_OBJECTIVE A_. Duplicate everything in the curry goat recipe from "1 1/2 cups coconut" down to "for deeper flavor.".

_DOCUMENT SEGMENT_.

□ □ □

Jamaican Curry Goat with Coconut Rice
Ingredients (Serves 4–6)
For the Curry Goat:

2 lb (900 g) goat meat, cut into bite-sized pieces (can substitute with lamb if unavailable)

2 tablespoons vegetable oil

2 tablespoons curry powder (preferably Jamaican-style)

1 teaspoon allspice

1 teaspoon thyme

1 onion, chopped

4 cloves garlic, minced

2–3 Scotch bonnet peppers, seeded and chopped (optional, for heat)

1–2 cups beef or chicken broth

1 teaspoon salt (adjust to taste)

1/2 teaspoon black pepper

1–2 carrots, sliced (optional)

2 tablespoons chopped fresh parsley

For the Coconut Rice:

1 1/2 cups long-grain rice

1 1/2 cups coconut milk

1 1/2 cups water

1/2 teaspoon salt

1 teaspoon sugar (optional, to balance coconut flavor)

Instructions
Curry Goat:

Marinate the goat:
In a bowl, toss goat meat with 1 tablespoon of curry powder, salt, and pepper. Let it sit at least 30 minutes or overnight for deeper flavor.

Brown the meat:
Heat vegetable oil in a large pot over medium-high heat. Add remaining curry powder and sauté for 1 minute to bloom the spices. Add goat meat and brown on all sides.

Add aromatics:
Stir in onions, garlic, thyme, allspice, and Scotch bonnet peppers. Cook 2–3 minutes until fragrant.

Simmer the curry:
Pour in broth until meat is mostly covered. Bring to a boil, then reduce heat to low. Cover and simmer for 1.5–2 hours, stirring occasionally, until the goat is tender. Add sliced carrots about 30 minutes before the end of cooking if using.

Finish:
Adjust salt and pepper to taste. Stir in fresh parsley just before serving.

Coconut Rice:

Rinse the rice:
Rinse rice under cold water until water runs clear.

Cook the rice:
In a medium pot, combine rice, coconut milk, water, salt, and sugar. Bring to a boil. Reduce heat to low, cover, and simmer 15–20 minutes until rice is tender and liquid is absorbed.

Fluff and serve:
Fluff rice with a fork and serve alongside the curry goat.

Serving suggestion: Plate curry goat over coconut rice, optionally garnish with fresh cilantro or parsley. Pair with fried plantains for a full Jamaican-inspired meal.

□ □ □

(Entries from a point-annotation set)

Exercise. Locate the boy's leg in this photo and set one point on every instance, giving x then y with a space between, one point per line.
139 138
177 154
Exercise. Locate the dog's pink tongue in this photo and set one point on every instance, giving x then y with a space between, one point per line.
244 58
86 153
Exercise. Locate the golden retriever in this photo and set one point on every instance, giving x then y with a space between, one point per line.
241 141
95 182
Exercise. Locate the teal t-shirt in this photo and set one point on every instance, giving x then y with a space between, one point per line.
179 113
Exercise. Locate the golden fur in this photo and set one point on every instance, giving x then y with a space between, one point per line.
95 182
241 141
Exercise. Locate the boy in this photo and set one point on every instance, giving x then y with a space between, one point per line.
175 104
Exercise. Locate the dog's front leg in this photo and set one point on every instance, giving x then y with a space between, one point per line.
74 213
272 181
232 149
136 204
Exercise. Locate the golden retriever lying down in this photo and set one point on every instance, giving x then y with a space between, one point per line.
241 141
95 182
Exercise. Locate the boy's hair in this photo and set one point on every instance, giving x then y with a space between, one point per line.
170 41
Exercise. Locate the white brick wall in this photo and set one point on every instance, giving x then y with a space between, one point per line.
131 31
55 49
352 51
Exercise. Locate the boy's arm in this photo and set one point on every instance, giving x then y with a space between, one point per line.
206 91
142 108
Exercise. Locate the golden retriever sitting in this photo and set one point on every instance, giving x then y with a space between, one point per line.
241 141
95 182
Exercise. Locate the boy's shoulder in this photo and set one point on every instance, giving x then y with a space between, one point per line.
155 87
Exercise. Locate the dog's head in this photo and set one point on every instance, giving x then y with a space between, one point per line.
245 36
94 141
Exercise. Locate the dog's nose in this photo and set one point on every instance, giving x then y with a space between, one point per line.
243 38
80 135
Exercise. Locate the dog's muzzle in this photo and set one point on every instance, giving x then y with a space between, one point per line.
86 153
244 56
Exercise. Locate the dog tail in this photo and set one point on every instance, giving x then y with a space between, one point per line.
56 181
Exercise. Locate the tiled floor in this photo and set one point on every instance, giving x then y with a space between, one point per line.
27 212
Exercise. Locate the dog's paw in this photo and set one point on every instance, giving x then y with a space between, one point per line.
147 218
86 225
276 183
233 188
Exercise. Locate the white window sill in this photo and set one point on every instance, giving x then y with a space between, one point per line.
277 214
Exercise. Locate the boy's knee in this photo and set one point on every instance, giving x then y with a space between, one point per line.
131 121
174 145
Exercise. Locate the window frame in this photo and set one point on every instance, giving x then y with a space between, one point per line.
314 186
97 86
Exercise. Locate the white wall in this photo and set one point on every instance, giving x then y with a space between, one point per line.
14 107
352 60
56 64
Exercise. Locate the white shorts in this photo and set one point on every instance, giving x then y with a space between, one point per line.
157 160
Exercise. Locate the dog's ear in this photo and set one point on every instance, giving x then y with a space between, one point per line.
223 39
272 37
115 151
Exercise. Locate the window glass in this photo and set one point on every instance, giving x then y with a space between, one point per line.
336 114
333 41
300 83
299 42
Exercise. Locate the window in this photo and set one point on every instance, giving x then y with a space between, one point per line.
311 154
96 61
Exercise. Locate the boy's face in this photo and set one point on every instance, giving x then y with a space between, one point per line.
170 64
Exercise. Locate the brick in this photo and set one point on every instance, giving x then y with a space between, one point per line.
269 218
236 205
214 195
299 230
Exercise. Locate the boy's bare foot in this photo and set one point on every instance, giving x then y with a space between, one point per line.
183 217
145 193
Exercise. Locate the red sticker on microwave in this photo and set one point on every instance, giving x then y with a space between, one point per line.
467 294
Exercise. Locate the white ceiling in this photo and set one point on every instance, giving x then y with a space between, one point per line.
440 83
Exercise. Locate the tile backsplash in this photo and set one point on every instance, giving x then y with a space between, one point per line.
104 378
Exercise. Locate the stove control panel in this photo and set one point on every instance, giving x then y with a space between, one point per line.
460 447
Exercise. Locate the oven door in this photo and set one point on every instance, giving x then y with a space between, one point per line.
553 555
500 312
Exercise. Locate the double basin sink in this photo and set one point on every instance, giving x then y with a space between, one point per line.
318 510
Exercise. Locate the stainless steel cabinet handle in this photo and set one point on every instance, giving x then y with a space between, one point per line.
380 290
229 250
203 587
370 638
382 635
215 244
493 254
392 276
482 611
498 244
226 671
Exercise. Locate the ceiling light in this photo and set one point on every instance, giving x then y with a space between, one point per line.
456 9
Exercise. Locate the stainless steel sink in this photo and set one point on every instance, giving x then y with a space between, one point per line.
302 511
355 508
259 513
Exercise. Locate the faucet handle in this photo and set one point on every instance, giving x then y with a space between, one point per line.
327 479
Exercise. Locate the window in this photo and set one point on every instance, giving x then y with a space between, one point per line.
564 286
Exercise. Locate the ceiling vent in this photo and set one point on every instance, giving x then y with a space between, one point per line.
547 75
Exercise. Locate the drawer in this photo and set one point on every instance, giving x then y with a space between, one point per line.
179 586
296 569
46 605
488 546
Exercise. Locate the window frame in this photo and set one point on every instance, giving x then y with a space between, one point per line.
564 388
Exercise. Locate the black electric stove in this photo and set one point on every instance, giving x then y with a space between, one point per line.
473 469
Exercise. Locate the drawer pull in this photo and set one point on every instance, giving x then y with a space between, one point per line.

□ □ □

_OBJECTIVE B_. Pull out every line of the entries that contains the string "brick", matching case exactly.

_WORKED ANSWER A_.
1 1/2 cups coconut milk

1 1/2 cups water

1/2 teaspoon salt

1 teaspoon sugar (optional, to balance coconut flavor)

Instructions
Curry Goat:

Marinate the goat:
In a bowl, toss goat meat with 1 tablespoon of curry powder, salt, and pepper. Let it sit at least 30 minutes or overnight for deeper flavor.

_WORKED ANSWER B_.
Exercise. Locate the white brick wall in this photo and set one point on every instance, giving x then y with a space between, one point per line.
Exercise. Locate the brick in this photo and set one point on every instance, giving x then y with a space between, one point per line.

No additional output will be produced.